Problem to work on:
Omit the images. Restate all of the records word for word.

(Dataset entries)
════════════════

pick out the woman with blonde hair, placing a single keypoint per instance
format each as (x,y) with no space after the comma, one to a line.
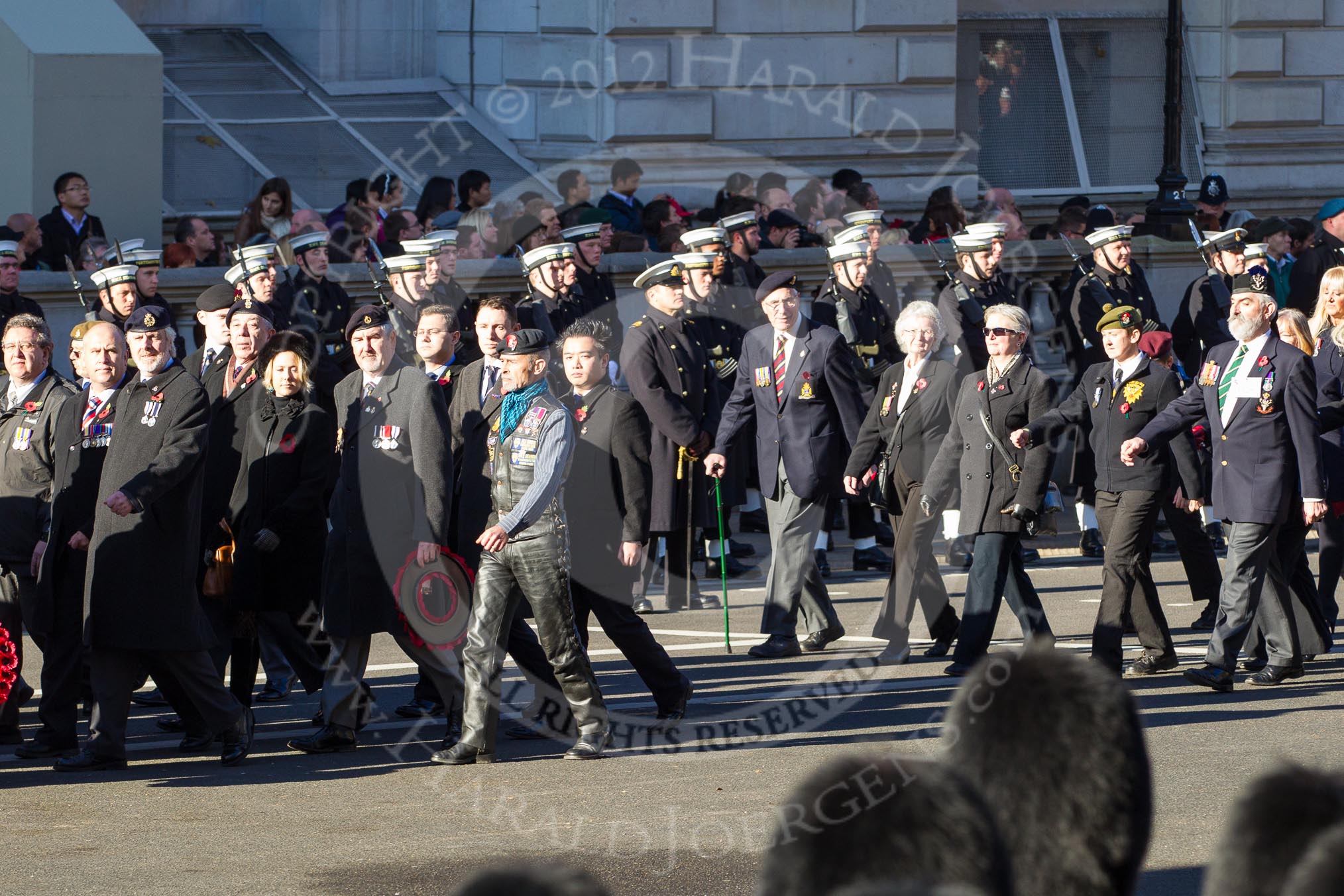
(1329,304)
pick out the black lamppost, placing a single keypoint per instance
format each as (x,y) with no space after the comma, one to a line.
(1171,207)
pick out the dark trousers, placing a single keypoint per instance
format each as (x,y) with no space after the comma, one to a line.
(1196,553)
(996,573)
(915,578)
(537,570)
(184,676)
(632,637)
(1127,582)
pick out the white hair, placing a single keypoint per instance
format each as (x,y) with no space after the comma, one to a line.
(913,312)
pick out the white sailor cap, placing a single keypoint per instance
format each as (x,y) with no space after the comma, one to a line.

════════════════

Finished exercise:
pick out the woman with blonde hair, placing a single keypoint per instance
format each as (x,y) with no space after the comma, one to a line.
(1329,304)
pick out the black lamppost, placing a single keypoint per instance
format each as (x,y) with no space after the comma, one to a line.
(1171,207)
pick out the dark trousers, placing a single keypoint per instance
format each as (x,y) with no space after the comma, one to a line.
(1196,553)
(996,573)
(915,578)
(537,570)
(184,676)
(632,637)
(1127,582)
pick out the white hair, placing a single keypoint per instance
format each as (x,y) with no space after the comma, one to a line.
(913,312)
pick out the white sailor cap, placing a single keypoint per instance
format each as (x,y) with no space after the comma, one to a line.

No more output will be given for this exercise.